[Opening SOURCE EXTRACT section]

In the United States, psychotherapy
as a socioeconomic as well as intellectual phenomenon grew rapidly in the
1950s through the 1980s, but this is beginning to be reversed as the economics
of health care delivery have been suffering from overinflation and a reactive
effort at cost-containment. As a result, psychotherapists are getting squeezed
and looking for other venues for their services. Thus, the aforementioned
other areas of application are receiving more attention. This shift also
is aided by a growth of psychological mindedness in the general population.
I feel strongly that people
in general, in schools and later in life in programs of continuing education,
need to acquire more skillfulness in communications, interpersonal problem-solving,
and self-awareness. I consider these three skill areas to be the foundation
of what I call "psychological literacy," and I believe that competence
in such skills is becoming as necessary for adaptation in a rapidly changing
world as becoming basically literate--knowing how to read and write--was
in the last Century. Moreover, these are skills that can only be learned
by active practice, and the natural context of such practices is role playing.
Developments in Theory
To understand the ways in which
psychodrama operates, how it is effective, the reasons offered in the past
may now be supplemented by a wealth of research in related fields:
|New approaches in psychotherapy
|Other "body" therapies
|Other "action" therapies
||Play Therapy, puppetry
|Other Creative Arts Therapies
||Other theories about play
|Drama in Education
||Philosophy (of creativity)
|Ritual & Performance
(References relating to a
number of these approaches are noted in the chapter on theory in my latest
edition of Acting In, published last year.)

[Closing SOURCE EXTRACT section]
[Opening DATA RECORDS section]

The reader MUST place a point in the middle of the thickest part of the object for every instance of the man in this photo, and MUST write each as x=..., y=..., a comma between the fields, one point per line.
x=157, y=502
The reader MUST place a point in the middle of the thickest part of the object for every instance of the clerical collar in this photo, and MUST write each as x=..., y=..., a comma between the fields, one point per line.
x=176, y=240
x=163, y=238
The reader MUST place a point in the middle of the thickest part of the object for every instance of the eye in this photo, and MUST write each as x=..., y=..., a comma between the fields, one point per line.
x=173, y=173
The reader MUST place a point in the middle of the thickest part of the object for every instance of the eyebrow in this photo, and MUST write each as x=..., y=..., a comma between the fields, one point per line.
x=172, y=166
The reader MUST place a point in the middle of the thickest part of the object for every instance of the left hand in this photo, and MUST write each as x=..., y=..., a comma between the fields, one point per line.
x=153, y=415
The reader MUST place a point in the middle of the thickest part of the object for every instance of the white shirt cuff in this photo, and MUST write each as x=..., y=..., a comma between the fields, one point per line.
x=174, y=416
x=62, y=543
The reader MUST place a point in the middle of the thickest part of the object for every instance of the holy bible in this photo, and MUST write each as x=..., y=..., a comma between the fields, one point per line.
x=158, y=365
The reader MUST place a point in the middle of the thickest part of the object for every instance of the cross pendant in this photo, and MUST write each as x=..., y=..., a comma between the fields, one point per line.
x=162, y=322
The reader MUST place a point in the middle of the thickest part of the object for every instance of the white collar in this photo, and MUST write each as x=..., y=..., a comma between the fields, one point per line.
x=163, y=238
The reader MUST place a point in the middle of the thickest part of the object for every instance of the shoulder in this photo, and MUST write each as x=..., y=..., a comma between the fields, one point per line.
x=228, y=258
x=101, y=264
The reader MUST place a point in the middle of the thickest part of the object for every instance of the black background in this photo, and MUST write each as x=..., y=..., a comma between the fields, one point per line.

[Closing DATA RECORDS section]

## DIRECTIONS:
1) In the psychotherapy excerpt, which three skill areas does the writer call the foundation of "psychological literacy"?
2) Copy the psychotherapy excerpt word for word from "I feel strongly" to "is role playing.".
3) Continue the psychotherapy excerpt from its final sentence onward.
These records have no connection to the psychotherapy excerpt.

## EXPECTED RESPONSES:
1) Communications, interpersonal problem-solving, and self-awareness.

2)
I feel strongly that people
in general, in schools and later in life in programs of continuing education,
need to acquire more skillfulness in communications, interpersonal problem-solving,
and self-awareness. I consider these three skill areas to be the foundation
of what I call "psychological literacy," and I believe that competence
in such skills is becoming as necessary for adaptation in a rapidly changing
world as becoming basically literate--knowing how to read and write--was
in the last Century. Moreover, these are skills that can only be learned
by active practice, and the natural context of such practices is role playing.

3)
New cultural trends add further
to the process. Pam Remer has written about how psychodrama is relatively
more compatible with feminist thought than many other approaches (Worell
& Remer, 1992). Her husband, Rory Remer (1997), in Kentucky, has written
about how new trends in understanding natural phenomena according to what
has been called variously "chaos theory," "non-linear dynamics" or "fractal
theory" may also illuminate aspects of psychodrama. The point here is that
neither psychodrama nor any other approach should feel that it must offer
a self-contained theory; nor should such approaches think of themselves
as self-contained in application.
Indeed, I challenge the very
idea that it's acceptable to have different "schools of thought." Such
an attitude is more fitting with a system of ideologies or religions than
anything in the sciences. Our modern world integrates knowledge from many
sources, so that chemistry, or medicine, takes into itself discoveries
in related--and sometimes not-so-obviously related--disciplines. The idea
that one theory of psychology which applies to all psychological and psychiatric
problems is, I think, absurd, and even more that there is or should be
a single method of treatment. I admit to being a confirmed eclectic, and
that I can justify this viewpoint as rationally founded. Some have accused
eclecticism as simply a hodge-podge of techniques, and admittedly a few
people practice it that way; but anything may be pursued superficially.
Eclecticism can be grounded at a very deep theoretical level (Blatner,
The main analogy here is
that to medical practice, which involves a view that there are scores,
perhaps even thousands, of different types of causation of illness; there
is a similarly large number of basic physiological dynamics. This approach
recognizes the nature of complexity in human systems.
The Philosophical Basis
Another aspect of theory goes
beyond even meta-theory, and addresses a more general philosophical view.
Moreno was a visionary who dared suggest metaphysical and theological ideas
at a time when spirituality and psychology were generally viewed as separate
domains of endeavor. Science was somewhat removed from religion, and Moreno's
philosophical pronouncements were a bit of an embarrassment. However, these
efforts at compartmentalization may themselves be criticized as the product
of a intellectual sub-culture which had confused science with scientism,
and which was itself in the grip of a secular, materialistic, reductionistic
mythos. This modern view still holds in many circles, but it is now being
cogently critiqued by a number of rigorously intellectual "postmodern"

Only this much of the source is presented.